## [Problem description]
Each record beneath this sentence is to be transcribed exactly as it reads.

## [Records to process]

*****

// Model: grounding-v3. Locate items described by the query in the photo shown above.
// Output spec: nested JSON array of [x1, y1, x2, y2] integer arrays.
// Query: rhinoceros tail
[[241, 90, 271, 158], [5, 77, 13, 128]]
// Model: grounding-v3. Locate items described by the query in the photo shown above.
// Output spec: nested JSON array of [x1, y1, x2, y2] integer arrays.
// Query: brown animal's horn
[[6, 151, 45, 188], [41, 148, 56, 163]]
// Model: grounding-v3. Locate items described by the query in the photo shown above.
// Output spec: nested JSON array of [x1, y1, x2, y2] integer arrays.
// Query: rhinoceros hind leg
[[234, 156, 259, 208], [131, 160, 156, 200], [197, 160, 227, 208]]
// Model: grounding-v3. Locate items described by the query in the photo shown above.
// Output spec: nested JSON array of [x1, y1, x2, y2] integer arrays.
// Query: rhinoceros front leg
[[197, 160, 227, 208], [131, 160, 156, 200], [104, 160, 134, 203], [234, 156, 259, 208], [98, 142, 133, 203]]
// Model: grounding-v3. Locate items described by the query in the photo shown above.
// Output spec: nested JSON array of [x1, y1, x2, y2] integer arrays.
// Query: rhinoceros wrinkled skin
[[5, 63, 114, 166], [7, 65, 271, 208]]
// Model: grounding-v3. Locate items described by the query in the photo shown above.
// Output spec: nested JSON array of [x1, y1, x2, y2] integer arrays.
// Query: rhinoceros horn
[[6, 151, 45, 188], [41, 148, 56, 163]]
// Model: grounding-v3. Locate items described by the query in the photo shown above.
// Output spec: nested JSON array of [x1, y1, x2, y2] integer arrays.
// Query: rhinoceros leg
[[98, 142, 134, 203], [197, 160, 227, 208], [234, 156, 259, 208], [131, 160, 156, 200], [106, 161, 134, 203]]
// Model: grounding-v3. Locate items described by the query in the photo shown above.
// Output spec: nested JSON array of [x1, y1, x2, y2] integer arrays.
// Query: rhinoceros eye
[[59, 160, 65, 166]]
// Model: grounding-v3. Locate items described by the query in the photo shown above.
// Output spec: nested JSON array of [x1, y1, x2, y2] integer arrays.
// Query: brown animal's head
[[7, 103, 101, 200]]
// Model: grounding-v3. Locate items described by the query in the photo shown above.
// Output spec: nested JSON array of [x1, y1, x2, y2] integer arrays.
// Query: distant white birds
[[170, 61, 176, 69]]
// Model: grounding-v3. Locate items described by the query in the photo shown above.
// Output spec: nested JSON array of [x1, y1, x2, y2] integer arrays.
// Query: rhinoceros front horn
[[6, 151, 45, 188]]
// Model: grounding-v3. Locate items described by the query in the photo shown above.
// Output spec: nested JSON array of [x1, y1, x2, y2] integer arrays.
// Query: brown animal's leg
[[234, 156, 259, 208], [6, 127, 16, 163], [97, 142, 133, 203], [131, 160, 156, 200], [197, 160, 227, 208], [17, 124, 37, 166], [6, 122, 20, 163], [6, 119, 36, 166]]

*****

## [Result]
// Model: grounding-v3. Locate items described by the query in the photo shown above.
// Output spec: nested JSON array of [x1, y1, x2, y2] integer arrays.
// Query: rhinoceros tail
[[241, 90, 271, 158], [5, 77, 13, 128]]
// Model: grounding-v3. Locate items described by the query in the photo shown above.
// Output spec: nested JSON array of [x1, y1, x2, y2] integer arrays.
// Query: brown animal's horn
[[6, 151, 45, 188], [41, 148, 56, 163]]
// Model: grounding-v3. Locate items described by the query in the photo shown above.
// Output spec: nested JSON array of [x1, y1, x2, y2] integer arrays.
// Query: rhinoceros hind leg
[[234, 156, 259, 208], [131, 160, 156, 200], [197, 160, 227, 208]]
// Model: grounding-v3. Locate items described by the query in the photo shown above.
// Output spec: nested JSON array of [x1, y1, x2, y2] integer arrays.
// Query: rhinoceros front leg
[[197, 160, 227, 208], [131, 160, 156, 200], [104, 160, 134, 203], [234, 156, 259, 208], [98, 142, 133, 203]]
// Model: grounding-v3. Locate items described by the query in the photo shown above.
// Output spec: nested JSON array of [x1, y1, x2, y2] integer arrays.
// Query: rhinoceros wrinkled skin
[[5, 63, 114, 166], [7, 65, 271, 208]]
// Model: grounding-v3. Locate items described by the query in the photo shown above.
// Output spec: nested JSON array of [x1, y1, x2, y2] integer arrays.
// Query: rhinoceros horn
[[6, 151, 45, 188], [41, 148, 56, 163]]
// Model: grounding-v3. Locate items described by the query in the photo shown above.
// Output spec: nested JSON array of [x1, y1, x2, y2] integer arrays.
// Query: rhinoceros leg
[[98, 142, 134, 203], [197, 160, 227, 208], [234, 156, 259, 208], [131, 160, 156, 200], [106, 161, 134, 203]]
// Model: grounding-v3. Locate items described by the query in the photo shown above.
// Output spec: nested JSON array of [x1, y1, x2, y2] integer arrays.
// Query: rhinoceros eye
[[59, 160, 65, 166]]
// Model: grounding-v3. Locate items described by the query in the photo shown above.
// Output spec: nested JSON array of [x1, y1, x2, y2] integer arrays.
// Query: brown animal's head
[[7, 103, 101, 200]]
// Model: grounding-v3. Locate items described by the query in the photo shown above.
// Output spec: nested JSON array of [x1, y1, x2, y2] integer arrays.
// Query: distant white birds
[[170, 61, 176, 69]]
// Model: grounding-v3. Locate items described by the query in the photo shown above.
// Output spec: nested JSON array of [x1, y1, x2, y2] integer arrays.
// Query: rhinoceros front horn
[[6, 151, 45, 188]]
// Model: grounding-v3. Locate items described by the query in the photo shown above.
// Output spec: nested JSON array of [x1, y1, x2, y2] integer arrays.
// Query: brown animal's leg
[[234, 156, 259, 208], [6, 127, 16, 163], [97, 142, 133, 203], [131, 160, 156, 200], [197, 160, 227, 208], [17, 124, 37, 166], [6, 122, 20, 163], [6, 119, 36, 166]]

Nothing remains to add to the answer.